TRY IT – Take the entries below and print only the lines from the one with "Target: shadow on grass" through the one with "Could you spot the shrub", exactly as they stand, both ends included.

SOURCE DATA –
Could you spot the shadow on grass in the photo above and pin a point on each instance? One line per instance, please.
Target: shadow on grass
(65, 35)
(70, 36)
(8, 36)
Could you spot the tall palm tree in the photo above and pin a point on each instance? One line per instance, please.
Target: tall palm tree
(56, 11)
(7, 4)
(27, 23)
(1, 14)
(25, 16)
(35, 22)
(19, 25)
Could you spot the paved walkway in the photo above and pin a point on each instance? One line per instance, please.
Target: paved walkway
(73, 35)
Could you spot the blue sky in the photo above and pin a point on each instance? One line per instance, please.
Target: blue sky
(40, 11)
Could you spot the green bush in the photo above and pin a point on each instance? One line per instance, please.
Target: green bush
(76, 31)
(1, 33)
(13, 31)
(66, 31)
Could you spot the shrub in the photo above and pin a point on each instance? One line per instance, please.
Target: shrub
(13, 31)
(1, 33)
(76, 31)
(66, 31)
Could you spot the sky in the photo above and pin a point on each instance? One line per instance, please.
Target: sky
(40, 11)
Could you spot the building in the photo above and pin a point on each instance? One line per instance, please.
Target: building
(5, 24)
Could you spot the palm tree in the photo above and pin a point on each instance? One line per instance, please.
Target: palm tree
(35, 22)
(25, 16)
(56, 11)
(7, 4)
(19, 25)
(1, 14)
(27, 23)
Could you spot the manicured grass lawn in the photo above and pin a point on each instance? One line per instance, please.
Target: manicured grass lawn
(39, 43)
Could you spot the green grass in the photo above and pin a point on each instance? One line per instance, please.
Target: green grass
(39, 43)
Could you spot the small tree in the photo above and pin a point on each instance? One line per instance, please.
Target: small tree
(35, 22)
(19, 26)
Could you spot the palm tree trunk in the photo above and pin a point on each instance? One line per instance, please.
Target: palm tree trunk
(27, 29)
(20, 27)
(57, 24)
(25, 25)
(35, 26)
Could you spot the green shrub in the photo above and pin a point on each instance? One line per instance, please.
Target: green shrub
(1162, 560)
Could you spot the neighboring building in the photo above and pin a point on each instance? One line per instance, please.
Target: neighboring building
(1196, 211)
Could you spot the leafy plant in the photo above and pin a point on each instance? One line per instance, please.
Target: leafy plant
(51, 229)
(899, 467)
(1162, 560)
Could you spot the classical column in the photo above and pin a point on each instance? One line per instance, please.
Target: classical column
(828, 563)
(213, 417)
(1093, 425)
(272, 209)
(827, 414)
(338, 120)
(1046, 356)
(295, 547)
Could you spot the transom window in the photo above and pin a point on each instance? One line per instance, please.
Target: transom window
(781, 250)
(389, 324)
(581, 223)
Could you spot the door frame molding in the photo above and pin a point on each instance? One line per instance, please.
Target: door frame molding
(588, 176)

THE COMPLETED TASK –
Target: shadow on grass
(65, 35)
(70, 36)
(8, 36)
Could you spot the tall palm tree in the photo above and pin a point on each instance? One line per instance, please.
Target: tall palm tree
(56, 11)
(7, 4)
(27, 23)
(1, 14)
(25, 16)
(35, 22)
(19, 25)
Could you spot the paved walkway in the photo above and pin a point on each instance? One line per instance, please.
Target: paved walkway
(73, 35)
Could you spot the blue sky in the photo above and pin a point on each instance? One line per instance, please.
Target: blue sky
(40, 11)
Could you spot the green bush in the photo above and pin a point on each instance? One line per instance, please.
Target: green bush
(76, 31)
(1, 33)
(13, 31)
(66, 31)
Could you spot the shrub in the photo above and pin a point on each instance? One line per instance, please.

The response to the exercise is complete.